Task instructions:
Output all the entries below. Each must match exactly.

Extracted records:
+++

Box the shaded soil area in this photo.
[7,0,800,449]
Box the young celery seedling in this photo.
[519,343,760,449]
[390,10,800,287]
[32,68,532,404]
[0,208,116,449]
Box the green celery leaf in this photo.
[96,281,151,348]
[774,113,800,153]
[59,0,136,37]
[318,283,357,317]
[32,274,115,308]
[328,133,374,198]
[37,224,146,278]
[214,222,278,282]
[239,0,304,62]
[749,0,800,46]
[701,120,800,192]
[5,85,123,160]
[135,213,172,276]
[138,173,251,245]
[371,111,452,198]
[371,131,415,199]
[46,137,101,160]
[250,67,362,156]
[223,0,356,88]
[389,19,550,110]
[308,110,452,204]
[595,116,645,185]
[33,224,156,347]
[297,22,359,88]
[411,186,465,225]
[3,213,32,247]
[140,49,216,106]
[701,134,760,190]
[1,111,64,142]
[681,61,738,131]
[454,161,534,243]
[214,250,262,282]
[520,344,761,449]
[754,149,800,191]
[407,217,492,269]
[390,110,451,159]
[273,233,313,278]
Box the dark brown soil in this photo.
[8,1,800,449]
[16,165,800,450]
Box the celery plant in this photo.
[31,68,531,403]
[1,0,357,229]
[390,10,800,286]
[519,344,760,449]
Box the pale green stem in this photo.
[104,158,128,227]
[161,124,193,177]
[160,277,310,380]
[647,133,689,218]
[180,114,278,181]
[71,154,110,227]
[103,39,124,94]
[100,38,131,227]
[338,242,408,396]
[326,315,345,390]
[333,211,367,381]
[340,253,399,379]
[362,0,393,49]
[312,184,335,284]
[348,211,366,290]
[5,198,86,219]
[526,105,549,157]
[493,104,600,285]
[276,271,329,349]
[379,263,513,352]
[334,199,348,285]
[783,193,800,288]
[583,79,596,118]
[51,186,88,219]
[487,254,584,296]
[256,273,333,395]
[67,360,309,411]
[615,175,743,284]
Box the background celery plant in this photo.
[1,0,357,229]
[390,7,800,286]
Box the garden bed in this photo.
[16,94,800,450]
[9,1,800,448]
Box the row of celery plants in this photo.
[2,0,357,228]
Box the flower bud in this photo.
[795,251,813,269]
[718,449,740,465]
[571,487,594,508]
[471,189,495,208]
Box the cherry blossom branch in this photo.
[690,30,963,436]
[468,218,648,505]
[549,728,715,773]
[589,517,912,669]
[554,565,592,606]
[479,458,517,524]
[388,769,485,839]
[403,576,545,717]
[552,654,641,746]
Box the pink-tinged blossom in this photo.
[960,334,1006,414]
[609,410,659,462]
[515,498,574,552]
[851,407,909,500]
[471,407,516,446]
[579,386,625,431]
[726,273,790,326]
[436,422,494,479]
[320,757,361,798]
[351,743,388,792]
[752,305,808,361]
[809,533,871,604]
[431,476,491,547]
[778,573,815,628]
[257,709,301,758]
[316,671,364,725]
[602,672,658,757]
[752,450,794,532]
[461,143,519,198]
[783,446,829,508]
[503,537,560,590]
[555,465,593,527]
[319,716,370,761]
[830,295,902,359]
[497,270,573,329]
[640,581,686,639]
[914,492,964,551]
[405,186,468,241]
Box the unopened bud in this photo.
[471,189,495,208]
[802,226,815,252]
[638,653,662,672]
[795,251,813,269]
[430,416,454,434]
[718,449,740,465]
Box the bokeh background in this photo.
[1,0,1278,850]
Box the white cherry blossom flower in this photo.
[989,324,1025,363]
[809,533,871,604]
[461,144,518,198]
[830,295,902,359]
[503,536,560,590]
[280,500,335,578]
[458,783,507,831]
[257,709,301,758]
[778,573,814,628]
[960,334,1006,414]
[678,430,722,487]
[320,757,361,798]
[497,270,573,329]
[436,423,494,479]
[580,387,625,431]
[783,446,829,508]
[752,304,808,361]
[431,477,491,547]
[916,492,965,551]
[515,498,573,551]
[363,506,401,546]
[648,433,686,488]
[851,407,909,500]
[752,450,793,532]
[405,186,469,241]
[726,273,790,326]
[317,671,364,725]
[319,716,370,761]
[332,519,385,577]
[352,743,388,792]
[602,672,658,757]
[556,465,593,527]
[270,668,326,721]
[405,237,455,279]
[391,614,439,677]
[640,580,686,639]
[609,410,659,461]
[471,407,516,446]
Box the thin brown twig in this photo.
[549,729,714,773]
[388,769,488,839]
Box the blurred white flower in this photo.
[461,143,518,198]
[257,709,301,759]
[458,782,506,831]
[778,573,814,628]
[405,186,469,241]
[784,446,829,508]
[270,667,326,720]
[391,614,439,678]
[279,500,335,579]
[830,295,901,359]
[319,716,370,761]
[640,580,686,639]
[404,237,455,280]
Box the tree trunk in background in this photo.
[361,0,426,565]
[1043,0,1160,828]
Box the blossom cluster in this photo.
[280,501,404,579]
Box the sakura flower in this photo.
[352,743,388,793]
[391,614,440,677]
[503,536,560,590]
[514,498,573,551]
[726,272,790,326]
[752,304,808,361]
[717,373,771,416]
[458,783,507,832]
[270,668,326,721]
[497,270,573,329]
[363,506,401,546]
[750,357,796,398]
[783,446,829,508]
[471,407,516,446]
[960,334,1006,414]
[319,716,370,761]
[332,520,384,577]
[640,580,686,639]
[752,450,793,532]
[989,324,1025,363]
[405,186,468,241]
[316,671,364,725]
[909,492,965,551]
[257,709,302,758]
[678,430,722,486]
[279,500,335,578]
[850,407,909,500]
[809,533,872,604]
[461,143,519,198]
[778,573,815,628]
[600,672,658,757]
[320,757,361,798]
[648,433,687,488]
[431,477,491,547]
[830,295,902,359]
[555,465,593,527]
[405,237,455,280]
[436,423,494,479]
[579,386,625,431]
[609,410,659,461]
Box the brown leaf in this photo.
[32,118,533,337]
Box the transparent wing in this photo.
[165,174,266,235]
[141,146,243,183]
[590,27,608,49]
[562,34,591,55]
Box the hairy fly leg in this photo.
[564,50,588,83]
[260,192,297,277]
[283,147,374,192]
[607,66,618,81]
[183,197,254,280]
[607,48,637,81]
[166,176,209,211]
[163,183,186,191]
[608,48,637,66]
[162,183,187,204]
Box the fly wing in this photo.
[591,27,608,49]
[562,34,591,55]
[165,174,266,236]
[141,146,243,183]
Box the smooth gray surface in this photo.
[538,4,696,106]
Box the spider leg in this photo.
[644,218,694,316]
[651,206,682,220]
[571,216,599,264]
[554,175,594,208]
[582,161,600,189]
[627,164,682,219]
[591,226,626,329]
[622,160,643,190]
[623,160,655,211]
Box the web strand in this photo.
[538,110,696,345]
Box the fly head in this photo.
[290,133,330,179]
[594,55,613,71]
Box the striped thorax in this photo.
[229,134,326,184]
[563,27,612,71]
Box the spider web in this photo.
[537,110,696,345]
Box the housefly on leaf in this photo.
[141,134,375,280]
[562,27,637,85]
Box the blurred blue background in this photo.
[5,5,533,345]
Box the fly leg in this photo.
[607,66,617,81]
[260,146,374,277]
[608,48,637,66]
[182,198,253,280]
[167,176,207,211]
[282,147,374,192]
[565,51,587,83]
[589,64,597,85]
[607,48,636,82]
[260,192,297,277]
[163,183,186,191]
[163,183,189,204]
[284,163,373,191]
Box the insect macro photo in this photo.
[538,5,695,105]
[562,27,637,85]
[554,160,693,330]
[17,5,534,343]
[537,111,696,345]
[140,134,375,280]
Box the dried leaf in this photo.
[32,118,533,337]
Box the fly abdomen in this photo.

+++

Solution to this task:
Box the shaded soil area in this photo.
[7,0,800,449]
Box the young celery seedling in this photo.
[519,343,760,449]
[390,10,800,287]
[32,68,532,404]
[0,208,116,449]
Box the green celery leaf in this photo.
[96,281,151,348]
[774,113,800,153]
[59,0,136,37]
[318,283,357,317]
[32,274,115,308]
[328,133,374,198]
[37,224,146,278]
[214,222,278,282]
[239,0,304,62]
[749,0,800,46]
[701,120,800,192]
[5,85,123,160]
[135,213,172,276]
[138,173,251,245]
[371,111,452,198]
[371,131,415,199]
[46,137,101,160]
[250,67,362,156]
[223,0,356,88]
[389,19,550,110]
[308,110,452,204]
[595,116,645,185]
[33,224,156,347]
[297,22,359,88]
[411,186,465,225]
[3,213,32,247]
[140,49,216,106]
[701,134,760,190]
[1,111,64,142]
[681,61,738,131]
[454,161,534,243]
[214,250,262,282]
[520,344,761,449]
[754,149,800,191]
[407,217,492,269]
[390,110,451,159]
[273,233,313,278]
Box the dark brown soil in this photo.
[8,1,800,449]
[16,165,800,450]
Box the celery plant in this photo.
[31,68,531,403]
[1,0,357,229]
[390,10,800,286]
[519,344,760,449]
Box the pale green stem in this photo.
[104,158,128,227]
[161,124,193,177]
[160,277,310,380]
[647,133,689,218]
[180,114,278,181]
[71,154,110,227]
[103,39,124,94]
[100,38,131,227]
[338,242,408,396]
[326,315,345,390]
[333,211,367,381]
[340,253,399,379]
[362,0,393,49]
[312,184,335,284]
[348,211,366,290]
[5,198,86,219]
[526,105,549,157]
[493,104,600,285]
[276,271,329,349]
[379,263,513,352]
[334,199,348,285]
[783,193,800,288]
[583,79,596,118]
[51,186,88,219]
[487,254,584,296]
[256,273,333,395]
[67,360,309,411]
[615,175,743,284]
Box the background celery plant in this photo.
[1,0,357,229]
[390,7,800,286]
Box the garden bed in this photo.
[16,94,800,450]
[9,1,800,448]
Box the row of celery plants in this photo.
[2,0,357,228]
Box the flower bud in this photo.
[795,251,813,269]
[718,449,740,465]
[571,487,594,508]
[471,189,495,208]
Box the cherry blossom branch in this photo.
[690,30,963,436]
[468,218,648,505]
[549,728,715,773]
[589,517,912,669]
[554,565,592,606]
[479,458,517,524]
[388,769,485,839]
[403,576,545,717]
[552,654,641,746]
Box the pink-tinged blossom in this photo.
[960,334,1006,414]
[609,410,659,462]
[515,498,574,552]
[851,407,909,500]
[471,407,516,446]
[579,386,625,431]
[726,273,790,326]
[436,422,494,479]
[320,757,361,798]
[351,743,388,792]
[752,305,808,361]
[809,533,871,604]
[431,476,491,547]
[778,573,815,628]
[257,709,301,758]
[316,671,364,725]
[602,672,658,757]
[752,450,794,532]
[461,143,519,198]
[783,446,829,508]
[503,537,560,590]
[555,465,593,527]
[319,716,370,761]
[830,295,902,359]
[497,270,573,329]
[640,581,686,639]
[914,492,964,551]
[405,186,468,241]
Box the unopened bud in this photo.
[471,189,495,208]
[802,226,815,252]
[638,653,662,672]
[795,251,813,269]
[430,416,454,434]
[718,449,740,465]
Box the bokeh background in this photo.
[1,0,1278,850]
Box the white cherry blossom flower in this photo.
[989,324,1025,363]
[809,533,871,604]
[461,144,518,198]
[830,295,902,359]
[503,536,560,590]
[280,500,335,578]
[458,783,507,831]
[257,709,301,758]
[778,573,814,628]
[960,334,1006,414]
[678,430,722,487]
[320,757,361,798]
[497,270,573,329]
[436,423,494,479]
[580,387,625,431]
[783,446,829,508]
[752,304,808,361]
[431,477,491,547]
[916,492,965,551]
[515,498,573,551]
[363,506,401,546]
[648,433,686,488]
[851,407,909,500]
[752,450,793,532]
[405,186,469,241]
[726,273,790,326]
[317,671,364,725]
[319,716,370,761]
[332,519,385,577]
[352,743,388,792]
[602,672,658,757]
[556,465,593,527]
[270,668,326,721]
[405,237,455,279]
[391,614,439,677]
[640,580,686,639]
[609,410,659,461]
[471,407,516,446]
Box the thin brown twig in this photo.
[549,729,714,773]
[388,769,488,839]
Box the blurred white flower in this photo.
[461,143,518,198]
[257,709,301,759]
[458,782,506,831]
[778,573,814,628]
[405,186,469,241]
[784,446,829,508]
[270,667,326,720]
[391,614,439,678]
[279,500,335,579]
[830,295,901,359]
[319,716,370,761]
[640,580,686,639]
[404,237,455,280]
Box the tree trunk in background in this photo.
[361,0,426,565]
[1043,0,1160,828]
Box the blossom cluster in this photo.
[280,501,404,579]
Box the sakura flower in this photo.
[352,743,388,793]
[391,614,440,677]
[503,536,560,590]
[514,498,573,551]
[726,272,790,326]
[752,304,808,361]
[717,373,771,416]
[458,783,507,832]
[270,668,326,721]
[497,270,573,329]
[363,506,401,546]
[750,357,796,398]
[783,446,829,508]
[471,407,516,446]
[960,334,1006,414]
[319,716,370,761]
[332,520,384,577]
[640,580,686,639]
[752,450,793,532]
[989,324,1025,363]
[405,186,468,241]
[316,671,364,725]
[909,492,965,551]
[257,709,302,758]
[678,430,722,486]
[279,500,335,578]
[850,407,909,500]
[809,533,872,604]
[461,143,519,198]
[778,573,815,628]
[600,672,658,757]
[320,757,361,798]
[648,433,687,488]
[431,477,491,547]
[830,295,902,359]
[555,465,593,527]
[405,237,455,280]
[436,423,494,479]
[579,386,625,431]
[609,410,659,461]
Box the brown leaf in this photo.
[32,118,533,337]
Box the transparent wing in this photo.
[165,174,266,235]
[141,146,243,183]
[590,27,608,49]
[562,34,591,55]
Box the hairy fly leg in this photo.
[564,50,588,83]
[260,192,297,277]
[283,147,374,192]
[607,66,618,81]
[183,197,254,280]
[607,48,637,81]
[166,176,209,211]
[163,183,186,191]
[608,48,637,66]
[162,183,187,204]
Box the fly wing in this photo.
[591,27,608,49]
[562,34,591,55]
[165,174,266,236]
[141,146,243,183]
Box the smooth gray surface in this photo.
[538,4,696,106]
Box the spider leg in this photo.
[644,218,694,316]
[651,206,682,220]
[571,216,599,264]
[554,175,594,208]
[582,161,600,189]
[627,164,682,219]
[591,226,626,329]
[622,160,643,190]
[623,160,655,211]
Box the web strand in this photo.
[538,110,696,345]
Box the fly head in this photo.
[290,133,330,179]
[594,55,613,71]
Box the striped thorax in this photo.
[229,134,326,184]
[563,27,612,71]
Box the spider web in this photo.
[537,110,696,345]
Box the housefly on leaf in this photo.
[141,134,375,280]
[562,27,637,85]
Box the blurred blue background in this photo.
[5,5,533,345]
Box the fly leg in this photo.
[607,66,617,81]
[260,146,374,277]
[608,48,637,66]
[182,198,253,280]
[167,176,207,211]
[282,147,374,192]
[565,51,587,83]
[589,64,597,85]
[607,48,636,82]
[260,192,297,277]
[163,183,186,191]
[163,183,189,204]
[284,163,373,191]
Box the insect macro photo in this photo.
[538,5,695,105]
[562,27,637,85]
[554,160,693,330]
[17,5,534,343]
[537,111,696,345]
[140,134,375,280]
Box the dried leaf in this photo.
[32,118,533,337]
Box the fly abdomen in this photo.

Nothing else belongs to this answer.